Work to be completed –
Extract the text of each entry below exactly, leaving every image behind.
Segment Start: Materials provided
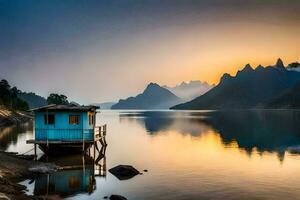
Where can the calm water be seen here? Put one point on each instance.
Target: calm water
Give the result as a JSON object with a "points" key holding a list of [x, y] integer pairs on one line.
{"points": [[189, 155]]}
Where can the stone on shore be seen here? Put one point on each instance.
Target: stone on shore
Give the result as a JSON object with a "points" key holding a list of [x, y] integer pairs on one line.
{"points": [[124, 172]]}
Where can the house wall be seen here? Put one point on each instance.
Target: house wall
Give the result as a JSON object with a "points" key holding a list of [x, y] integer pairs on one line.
{"points": [[61, 129]]}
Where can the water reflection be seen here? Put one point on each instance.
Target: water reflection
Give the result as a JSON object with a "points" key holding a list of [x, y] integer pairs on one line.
{"points": [[272, 131], [76, 175], [12, 135]]}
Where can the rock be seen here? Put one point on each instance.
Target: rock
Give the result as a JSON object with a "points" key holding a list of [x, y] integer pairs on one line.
{"points": [[124, 172], [43, 168], [117, 197]]}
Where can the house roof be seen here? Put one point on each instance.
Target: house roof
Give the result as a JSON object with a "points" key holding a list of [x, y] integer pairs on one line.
{"points": [[54, 107]]}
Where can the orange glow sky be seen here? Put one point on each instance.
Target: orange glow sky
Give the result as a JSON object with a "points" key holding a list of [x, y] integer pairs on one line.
{"points": [[104, 51]]}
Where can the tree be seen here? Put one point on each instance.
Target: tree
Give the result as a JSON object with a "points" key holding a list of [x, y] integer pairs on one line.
{"points": [[57, 99], [9, 97]]}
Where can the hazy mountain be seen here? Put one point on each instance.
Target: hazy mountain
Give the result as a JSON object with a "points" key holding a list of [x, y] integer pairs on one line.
{"points": [[32, 99], [153, 97], [247, 89], [105, 105], [290, 98], [190, 90]]}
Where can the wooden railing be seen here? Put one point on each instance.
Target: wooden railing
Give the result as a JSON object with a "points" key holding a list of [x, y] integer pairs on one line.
{"points": [[100, 131]]}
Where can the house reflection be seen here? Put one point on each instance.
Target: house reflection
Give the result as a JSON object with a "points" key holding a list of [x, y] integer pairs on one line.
{"points": [[76, 175]]}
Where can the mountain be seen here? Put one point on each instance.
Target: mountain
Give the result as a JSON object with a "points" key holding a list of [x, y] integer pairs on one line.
{"points": [[32, 99], [190, 90], [247, 89], [290, 98], [105, 105], [153, 97]]}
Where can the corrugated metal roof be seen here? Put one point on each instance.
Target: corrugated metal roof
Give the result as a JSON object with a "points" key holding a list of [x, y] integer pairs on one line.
{"points": [[54, 107]]}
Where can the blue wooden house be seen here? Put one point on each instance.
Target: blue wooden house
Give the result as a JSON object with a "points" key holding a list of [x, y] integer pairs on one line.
{"points": [[66, 126]]}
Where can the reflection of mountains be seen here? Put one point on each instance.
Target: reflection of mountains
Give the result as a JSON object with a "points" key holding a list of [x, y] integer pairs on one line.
{"points": [[154, 122], [264, 130], [10, 134]]}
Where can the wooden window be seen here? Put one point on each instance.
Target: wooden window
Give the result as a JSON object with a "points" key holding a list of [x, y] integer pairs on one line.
{"points": [[91, 119], [49, 119], [74, 119]]}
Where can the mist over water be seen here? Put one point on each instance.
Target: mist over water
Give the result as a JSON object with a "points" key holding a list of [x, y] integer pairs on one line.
{"points": [[189, 155]]}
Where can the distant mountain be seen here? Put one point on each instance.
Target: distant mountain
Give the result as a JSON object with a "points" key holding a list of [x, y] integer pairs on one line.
{"points": [[153, 97], [32, 99], [190, 90], [105, 105], [290, 98], [247, 89]]}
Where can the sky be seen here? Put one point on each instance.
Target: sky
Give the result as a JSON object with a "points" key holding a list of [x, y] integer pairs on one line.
{"points": [[104, 50]]}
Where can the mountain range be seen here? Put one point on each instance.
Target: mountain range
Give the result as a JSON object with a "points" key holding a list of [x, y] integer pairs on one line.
{"points": [[249, 88], [190, 90], [153, 97], [32, 99]]}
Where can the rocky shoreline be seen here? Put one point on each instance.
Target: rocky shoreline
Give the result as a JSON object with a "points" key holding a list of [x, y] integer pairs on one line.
{"points": [[12, 171]]}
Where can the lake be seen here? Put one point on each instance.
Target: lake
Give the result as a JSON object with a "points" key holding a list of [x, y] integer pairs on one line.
{"points": [[188, 154]]}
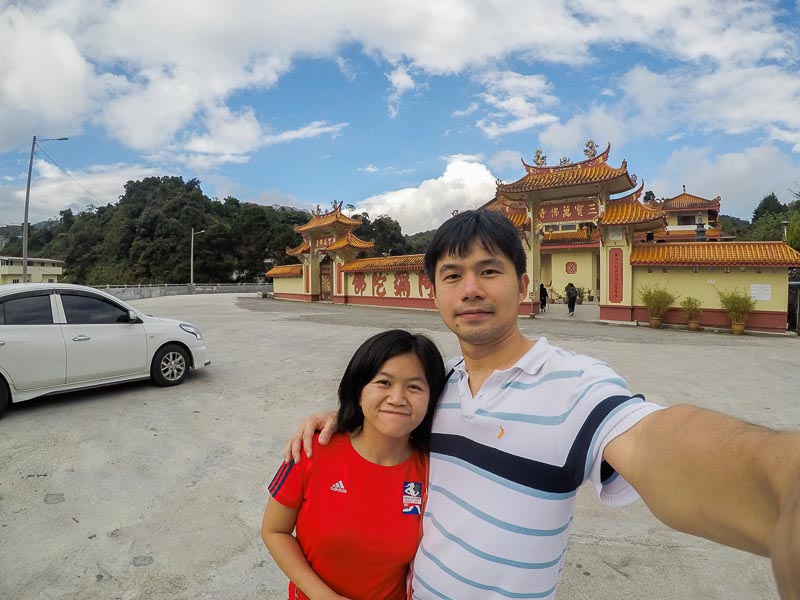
Segment End: Materials provided
Written response –
Where can the calm water be seen here? Put one point on each instance.
Target: calm water
Give the result as a JSON object with a "points" key holding a list of [x, y] integer pairs on one line.
{"points": [[189, 155]]}
Where can the stone on shore be seen here? Put one point on each instance.
Target: stone on shore
Give the result as a JSON object with a "points" key holding a list of [x, y] integer pairs on one line.
{"points": [[124, 172]]}
Where can the house wall be seen here? Put one point on each instance.
Target: house wall
Give the result as a JSON object with a "points" key holding a list of [x, y] integer pairs on one line.
{"points": [[61, 129]]}
Where can the water reflection be seen here? Put one point on each instance.
Target: water reflection
Give the result as a JSON object with a "points" key holding a list of [x, y] integer pairs on one line.
{"points": [[272, 131], [76, 175], [12, 135]]}
Where can the rock be seen here? Put one point on each instance.
Target: rock
Give the result as a JSON object with a "points" key holding a list of [x, y] integer pairs on one line.
{"points": [[124, 172], [43, 168], [117, 197]]}
Where can the house roof be seen here? Put one point on each instance.
Target: house roof
Give the result as a JSON object with a "points" key holding a list of [x, y] integer pairs on one line.
{"points": [[54, 107]]}
Where can the orange glow sky be seen here? Put one point on each instance.
Target: orange glow sky
Give the result as a JSON object with a "points" key holding a list of [x, y] integer pairs on one line.
{"points": [[104, 51]]}
Where can the tree be seen here? Put one point on each instance.
Target: tree
Give the result as a JSON object with a "points" key holding a list of [x, y] integer pairs on one line.
{"points": [[57, 99], [9, 97]]}
Where can the hazy mountain be seen here? Put one point on each instance.
Target: hazy mountain
Give the result as a JSON object with a "points" key holding a list of [x, y] integer pairs on one line.
{"points": [[32, 99], [153, 97], [247, 89], [105, 105], [290, 98], [190, 90]]}
Where can the wooden railing be seen here? Put one point on each instance.
Target: wooden railing
Give the result as a JSON object with a "points" key holding a list of [x, y] integer pairs on one line.
{"points": [[100, 131]]}
Where can the house reflection be seen here? Put one point on each instance.
Target: house reflection
Give the result as a JSON object with a "points" key holding a list of [x, y] integer pairs on one line.
{"points": [[76, 175]]}
Where can the mountain be seen here? Put one point on each instance.
Target: mountain
Give the result as a JSON object with a "points" key holding a list of [x, y] integer pairs on one line.
{"points": [[32, 99], [190, 90], [247, 89], [290, 98], [105, 105], [153, 97]]}
Where can the corrugated metal roof be seen here? Put one point on each instance.
Target: corrugated metal roof
Give the result as a JSON object with a "points" key holding a list of [x, y] integer pairs on one line.
{"points": [[54, 107]]}
Where can the blue wooden house be seen here? Put one point on each instance.
Target: blue wooden house
Give the result as a JSON object with a "points" key holding a list of [x, y] integer pairs on one line.
{"points": [[66, 126]]}
Where can the reflection of mountains be seen here? Put one point on each instance.
Target: reflection of mountains
Give the result as a JSON object with a "points" key holding a list of [x, y] integer pairs on one line.
{"points": [[154, 122], [264, 130], [10, 134]]}
Where can the wooden window be seen here? Put one point on each instance.
Target: wooden window
Give the result as a JSON object with a "points" key holding a list of [x, y] integer pairs on one line.
{"points": [[91, 119], [49, 119], [74, 119]]}
Where can the mist over water be seen here? Put one point on each instance.
Target: mist over water
Give the result as a JSON object with a "points" key holding a list of [x, y] integer pairs on one line.
{"points": [[189, 155]]}
Where can the distant mountain be seen here? Put one point on each instance.
Target: distant mountain
Give the result as a JSON object with a "points" key holding a list of [x, y] integer pairs on one line.
{"points": [[153, 97], [32, 99], [190, 90], [105, 105], [290, 98], [247, 89]]}
Where can the sky be seen here? Put one point on each instance.
Target: sky
Give the result as a JSON object with a "points" key holding a list of [x, y] integer pairs on one line.
{"points": [[104, 50]]}
Where can the mountain range be seen here? Put one point on each instance.
Target: mountain range
Give the result as a JSON object with a "points" key holding a list of [x, y] integer pairs on one line.
{"points": [[249, 88], [190, 90], [153, 97], [32, 99]]}
Where can the rocky shoreline be seen here? Put one point on each instance.
Target: rocky shoreline
Give the result as a JSON object with a "points" key holding a list of [x, y] integer pairs on one line.
{"points": [[12, 171]]}
Where can the lake be seen here? Put one point on each instance.
Target: lake
Give the result as a JSON object with a "points" key holding a list of [x, y] integer pairs on one line.
{"points": [[188, 154]]}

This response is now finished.